**Problem details**
The records are given next. Repeat each one exactly.

Collected data entries
____________

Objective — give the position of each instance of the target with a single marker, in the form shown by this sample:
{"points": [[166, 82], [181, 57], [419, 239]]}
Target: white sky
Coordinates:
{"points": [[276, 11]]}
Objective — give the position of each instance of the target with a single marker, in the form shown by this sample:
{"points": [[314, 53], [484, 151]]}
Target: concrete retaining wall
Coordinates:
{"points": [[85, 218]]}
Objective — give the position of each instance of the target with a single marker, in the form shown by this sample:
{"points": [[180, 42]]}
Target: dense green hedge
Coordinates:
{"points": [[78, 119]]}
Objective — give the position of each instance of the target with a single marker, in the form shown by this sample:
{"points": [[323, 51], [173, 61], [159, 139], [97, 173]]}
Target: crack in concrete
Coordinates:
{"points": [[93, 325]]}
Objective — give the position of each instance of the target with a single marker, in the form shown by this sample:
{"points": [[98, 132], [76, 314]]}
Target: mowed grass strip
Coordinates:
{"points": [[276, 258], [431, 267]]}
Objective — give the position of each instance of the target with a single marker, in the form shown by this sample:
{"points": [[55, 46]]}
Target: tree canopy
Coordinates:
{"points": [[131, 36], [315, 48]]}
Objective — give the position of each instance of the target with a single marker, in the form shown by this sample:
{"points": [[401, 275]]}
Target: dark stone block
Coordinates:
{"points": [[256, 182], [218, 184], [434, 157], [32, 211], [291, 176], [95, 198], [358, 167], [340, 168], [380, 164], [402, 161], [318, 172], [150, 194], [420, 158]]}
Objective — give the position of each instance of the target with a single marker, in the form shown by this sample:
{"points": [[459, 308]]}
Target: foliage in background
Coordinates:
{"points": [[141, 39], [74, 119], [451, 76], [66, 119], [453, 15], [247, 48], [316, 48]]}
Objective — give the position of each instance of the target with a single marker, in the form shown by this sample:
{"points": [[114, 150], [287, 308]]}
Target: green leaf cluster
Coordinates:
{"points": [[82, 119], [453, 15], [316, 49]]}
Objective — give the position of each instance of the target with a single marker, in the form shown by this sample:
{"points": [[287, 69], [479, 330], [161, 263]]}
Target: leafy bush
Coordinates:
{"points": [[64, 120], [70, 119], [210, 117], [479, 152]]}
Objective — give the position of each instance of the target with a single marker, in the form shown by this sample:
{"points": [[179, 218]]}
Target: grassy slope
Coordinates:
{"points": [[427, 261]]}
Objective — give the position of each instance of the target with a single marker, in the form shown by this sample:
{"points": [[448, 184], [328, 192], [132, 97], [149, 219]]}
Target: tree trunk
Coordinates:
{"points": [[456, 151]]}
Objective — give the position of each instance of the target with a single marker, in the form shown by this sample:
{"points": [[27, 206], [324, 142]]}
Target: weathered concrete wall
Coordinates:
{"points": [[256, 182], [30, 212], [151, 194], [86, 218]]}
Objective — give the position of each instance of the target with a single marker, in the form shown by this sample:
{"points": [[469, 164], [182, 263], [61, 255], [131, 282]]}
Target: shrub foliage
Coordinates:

____________

**Task answer**
Objective — give the position of each instance of the target with a single marker, in the form shown by this sample:
{"points": [[166, 82], [181, 57], [419, 239]]}
Target: white sky
Coordinates:
{"points": [[276, 11]]}
Objective — give the position of each instance of the target with a single marker, in the form shown by this sample:
{"points": [[314, 53], [484, 151]]}
Target: concrete retaining wall
Coordinates:
{"points": [[85, 218]]}
Objective — give the position of each instance of the target with a single marker, in the form shown by this sample:
{"points": [[180, 42]]}
Target: dense green hedge
Coordinates:
{"points": [[78, 119]]}
Objective — give the position of each instance of the target with a single marker, in the form shown by this sample:
{"points": [[323, 51], [173, 61], [159, 139], [97, 173]]}
Target: crack in concrete
Coordinates:
{"points": [[93, 325]]}
Objective — give the position of each instance of the target with a single marker, in the form shown by this sample:
{"points": [[98, 132], [76, 314]]}
Target: mowed grass strip
Coordinates:
{"points": [[276, 258], [431, 267]]}
Objective — give the position of each instance of the target with a single marker, in the form shown by this sample:
{"points": [[55, 46]]}
Target: tree canopy
Coordinates:
{"points": [[131, 36], [315, 48]]}
Objective — give the position of each instance of the target with a single marker, in the form shown by this sample:
{"points": [[401, 275]]}
Target: dark stone block
Coordinates:
{"points": [[256, 182], [218, 184], [434, 157], [32, 211], [291, 176], [95, 198], [358, 167], [340, 168], [380, 164], [402, 161], [318, 172], [150, 194], [420, 158]]}
Objective — give the position of each instance of the target with a single marker, in the form shown by this sample:
{"points": [[459, 308]]}
Target: foliage in background
Coordinates:
{"points": [[141, 39], [74, 119], [451, 76], [66, 119], [453, 15], [247, 48], [316, 48]]}
Objective — give the position of each instance of the target with a single marker, in the form shown by this sample:
{"points": [[114, 150], [287, 308]]}
Target: green leaf cluster
Coordinates:
{"points": [[82, 119], [453, 15], [316, 49]]}
Objective — give the position of each instance of the target with a single marker, in the form shown by this sample:
{"points": [[287, 69], [479, 330], [161, 263]]}
Target: leafy bush
Coordinates:
{"points": [[64, 120], [70, 119], [210, 117], [479, 152]]}
Objective — give the position of each instance of the target with a single marker, in the form shown by this sample:
{"points": [[179, 218]]}
Target: grassy slope
Coordinates:
{"points": [[427, 261]]}
Objective — give the position of each instance of the target with a single marker, in the form shown by this sample:
{"points": [[448, 184], [328, 192], [132, 97], [149, 219]]}
Target: tree trunk
Coordinates:
{"points": [[456, 151]]}
Objective — give the position of each instance of the target with a single marker, in the form shown by this sample:
{"points": [[27, 206], [324, 142]]}
Target: weathered concrete wall
Coordinates:
{"points": [[256, 182], [30, 212], [151, 194], [86, 218]]}
Objective — give the position of each instance of the target with a single marker, in the form shown by this sample:
{"points": [[469, 164], [182, 263], [61, 255], [131, 282]]}
Target: shrub foliage
Coordinates:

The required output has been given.